**Goal of the exercise:**
Set down, word for word, the stretch of lines from the one containing "Task: indicate one point on every instance of the foliage" to the end of the records below.

**Records for this exercise:**
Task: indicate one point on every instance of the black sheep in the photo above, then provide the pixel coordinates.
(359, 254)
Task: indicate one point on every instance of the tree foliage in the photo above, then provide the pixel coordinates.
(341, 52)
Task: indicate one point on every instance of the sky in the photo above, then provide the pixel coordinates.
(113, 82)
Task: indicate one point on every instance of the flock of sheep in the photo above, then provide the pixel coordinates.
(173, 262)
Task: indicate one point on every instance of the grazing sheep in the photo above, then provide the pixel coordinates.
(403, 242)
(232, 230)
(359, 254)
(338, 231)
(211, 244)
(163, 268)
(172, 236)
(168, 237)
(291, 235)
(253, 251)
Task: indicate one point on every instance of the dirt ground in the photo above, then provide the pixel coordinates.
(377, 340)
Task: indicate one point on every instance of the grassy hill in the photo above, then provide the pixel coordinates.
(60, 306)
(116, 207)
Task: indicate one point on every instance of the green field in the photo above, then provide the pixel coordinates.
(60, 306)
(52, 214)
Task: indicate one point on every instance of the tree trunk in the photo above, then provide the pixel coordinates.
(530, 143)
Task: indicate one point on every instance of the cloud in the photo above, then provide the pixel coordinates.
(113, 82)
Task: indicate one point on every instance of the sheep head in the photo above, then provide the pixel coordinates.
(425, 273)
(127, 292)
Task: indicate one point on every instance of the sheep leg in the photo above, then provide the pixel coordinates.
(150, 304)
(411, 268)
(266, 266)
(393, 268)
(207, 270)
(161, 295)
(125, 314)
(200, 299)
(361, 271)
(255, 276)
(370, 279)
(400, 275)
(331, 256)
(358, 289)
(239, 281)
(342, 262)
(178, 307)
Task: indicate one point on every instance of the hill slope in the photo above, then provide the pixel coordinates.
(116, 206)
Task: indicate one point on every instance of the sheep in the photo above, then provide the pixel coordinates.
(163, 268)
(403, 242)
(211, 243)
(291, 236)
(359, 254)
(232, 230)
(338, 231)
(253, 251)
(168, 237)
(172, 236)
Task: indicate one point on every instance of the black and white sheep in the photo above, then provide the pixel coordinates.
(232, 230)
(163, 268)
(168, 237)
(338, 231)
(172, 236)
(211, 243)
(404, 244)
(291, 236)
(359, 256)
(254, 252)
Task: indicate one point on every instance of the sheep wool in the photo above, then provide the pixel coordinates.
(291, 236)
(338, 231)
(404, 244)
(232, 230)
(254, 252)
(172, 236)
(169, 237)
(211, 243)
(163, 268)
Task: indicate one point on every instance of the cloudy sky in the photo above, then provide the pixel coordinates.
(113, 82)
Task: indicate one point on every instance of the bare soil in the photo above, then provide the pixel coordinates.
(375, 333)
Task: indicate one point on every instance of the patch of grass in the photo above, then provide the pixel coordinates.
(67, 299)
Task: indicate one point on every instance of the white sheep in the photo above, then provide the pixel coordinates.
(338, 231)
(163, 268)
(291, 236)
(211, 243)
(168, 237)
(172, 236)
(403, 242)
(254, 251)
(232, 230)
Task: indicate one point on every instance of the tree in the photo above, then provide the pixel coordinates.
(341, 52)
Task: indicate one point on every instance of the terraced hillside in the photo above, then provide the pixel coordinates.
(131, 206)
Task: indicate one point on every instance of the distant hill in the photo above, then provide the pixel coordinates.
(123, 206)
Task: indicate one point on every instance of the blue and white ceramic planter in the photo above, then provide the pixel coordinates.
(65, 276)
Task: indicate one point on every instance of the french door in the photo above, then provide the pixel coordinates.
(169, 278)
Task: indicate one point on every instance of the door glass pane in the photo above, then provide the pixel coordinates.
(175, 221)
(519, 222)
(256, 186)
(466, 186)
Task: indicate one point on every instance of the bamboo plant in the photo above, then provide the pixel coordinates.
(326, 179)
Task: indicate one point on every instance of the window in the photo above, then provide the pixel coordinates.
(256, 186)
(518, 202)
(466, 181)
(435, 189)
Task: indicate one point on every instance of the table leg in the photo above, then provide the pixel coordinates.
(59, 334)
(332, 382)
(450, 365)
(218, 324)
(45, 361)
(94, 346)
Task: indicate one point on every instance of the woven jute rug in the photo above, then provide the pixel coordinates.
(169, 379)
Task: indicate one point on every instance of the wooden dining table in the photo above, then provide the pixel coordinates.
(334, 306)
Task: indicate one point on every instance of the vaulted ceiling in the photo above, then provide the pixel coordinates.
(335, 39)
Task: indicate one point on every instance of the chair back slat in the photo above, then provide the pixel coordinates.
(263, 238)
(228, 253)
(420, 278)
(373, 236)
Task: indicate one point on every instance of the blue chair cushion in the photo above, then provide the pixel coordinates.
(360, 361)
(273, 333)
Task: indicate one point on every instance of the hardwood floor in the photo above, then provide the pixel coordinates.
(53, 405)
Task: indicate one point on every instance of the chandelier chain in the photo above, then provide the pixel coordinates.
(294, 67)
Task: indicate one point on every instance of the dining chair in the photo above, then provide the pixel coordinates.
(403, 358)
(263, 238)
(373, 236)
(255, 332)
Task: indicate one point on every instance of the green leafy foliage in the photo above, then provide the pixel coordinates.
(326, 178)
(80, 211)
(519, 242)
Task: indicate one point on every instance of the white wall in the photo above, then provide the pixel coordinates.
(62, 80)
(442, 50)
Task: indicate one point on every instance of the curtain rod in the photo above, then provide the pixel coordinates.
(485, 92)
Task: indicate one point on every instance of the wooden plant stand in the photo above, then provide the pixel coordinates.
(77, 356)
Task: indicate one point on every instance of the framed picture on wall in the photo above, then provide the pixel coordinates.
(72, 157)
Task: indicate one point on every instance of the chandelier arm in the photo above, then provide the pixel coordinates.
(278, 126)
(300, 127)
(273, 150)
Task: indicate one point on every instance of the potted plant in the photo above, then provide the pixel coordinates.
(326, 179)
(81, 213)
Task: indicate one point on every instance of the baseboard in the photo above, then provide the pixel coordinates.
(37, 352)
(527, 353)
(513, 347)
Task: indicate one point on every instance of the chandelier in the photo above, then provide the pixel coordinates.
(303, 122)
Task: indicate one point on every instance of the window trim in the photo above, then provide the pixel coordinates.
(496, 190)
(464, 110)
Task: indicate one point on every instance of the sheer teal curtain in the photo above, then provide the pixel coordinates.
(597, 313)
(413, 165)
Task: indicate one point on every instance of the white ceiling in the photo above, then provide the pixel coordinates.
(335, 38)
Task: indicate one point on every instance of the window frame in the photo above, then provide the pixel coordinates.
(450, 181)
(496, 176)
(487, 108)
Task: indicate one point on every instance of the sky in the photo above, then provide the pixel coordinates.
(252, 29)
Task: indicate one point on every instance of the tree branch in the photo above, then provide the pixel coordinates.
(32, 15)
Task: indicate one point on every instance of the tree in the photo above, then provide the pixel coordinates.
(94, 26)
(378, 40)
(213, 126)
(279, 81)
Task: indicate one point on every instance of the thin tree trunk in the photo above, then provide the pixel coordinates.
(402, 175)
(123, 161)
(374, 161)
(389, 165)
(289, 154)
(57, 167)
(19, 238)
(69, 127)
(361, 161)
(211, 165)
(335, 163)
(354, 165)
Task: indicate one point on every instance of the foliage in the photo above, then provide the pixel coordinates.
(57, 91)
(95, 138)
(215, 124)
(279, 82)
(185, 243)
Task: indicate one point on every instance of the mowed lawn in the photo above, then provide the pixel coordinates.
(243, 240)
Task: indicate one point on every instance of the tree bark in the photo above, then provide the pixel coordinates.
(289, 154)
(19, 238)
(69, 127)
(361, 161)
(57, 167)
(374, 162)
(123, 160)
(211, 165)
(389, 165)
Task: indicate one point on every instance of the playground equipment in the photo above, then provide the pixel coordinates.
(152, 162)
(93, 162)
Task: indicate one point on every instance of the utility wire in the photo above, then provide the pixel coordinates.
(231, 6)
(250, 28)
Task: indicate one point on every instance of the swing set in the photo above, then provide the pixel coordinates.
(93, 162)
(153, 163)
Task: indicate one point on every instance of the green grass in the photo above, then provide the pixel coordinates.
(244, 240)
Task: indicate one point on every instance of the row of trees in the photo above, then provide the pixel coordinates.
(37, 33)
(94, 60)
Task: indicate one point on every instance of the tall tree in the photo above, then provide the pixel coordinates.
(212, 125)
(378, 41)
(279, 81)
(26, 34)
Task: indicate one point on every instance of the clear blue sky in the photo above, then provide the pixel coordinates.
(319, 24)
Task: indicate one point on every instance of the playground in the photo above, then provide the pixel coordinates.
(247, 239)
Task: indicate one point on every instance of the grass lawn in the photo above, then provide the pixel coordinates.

**Expected output:**
Task: indicate one point on every instance of the foliage in the photo above, then provide the pixel coordinates.
(57, 91)
(95, 138)
(215, 124)
(279, 82)
(185, 243)
Task: indicate one point on every instance of the mowed lawn in the photo above, then provide the pixel coordinates.
(243, 240)
Task: indicate one point on every instance of the tree bark in the photo above, then provide the pixel coordinates.
(289, 154)
(19, 238)
(69, 127)
(361, 161)
(57, 167)
(374, 162)
(123, 160)
(211, 165)
(389, 165)
Task: indicate one point on every instance of the playground equipment in the photo above, then provide the pixel coordinates.
(152, 162)
(93, 162)
Task: indicate one point on every instance of the utility wire in the photo above, then provide the pixel coordinates.
(231, 6)
(250, 28)
Task: indicate one point on every instance of the swing set in the photo above, then provide the pixel coordinates.
(93, 162)
(153, 163)
Task: indicate one point on every instance of the green grass in the photo above, then provide the pixel coordinates.
(244, 240)
Task: indicate one point on every instance of the row of trees in the photo above, then provide the pixel coordinates.
(37, 33)
(94, 60)
Task: indicate one point on every instance of the tall tree in the photo above, then provide the pixel coordinates.
(212, 125)
(378, 41)
(279, 81)
(26, 34)
Task: indicate one point on every instance of the clear blue sky in the photo above, then provide the pixel coordinates.
(319, 24)
Task: indicate one point on every instance of the playground in the photo above, then provide the pixel coordinates.
(247, 239)
Task: indicate one point on every instance of the grass lawn in the photo above, then provide the pixel coordinates.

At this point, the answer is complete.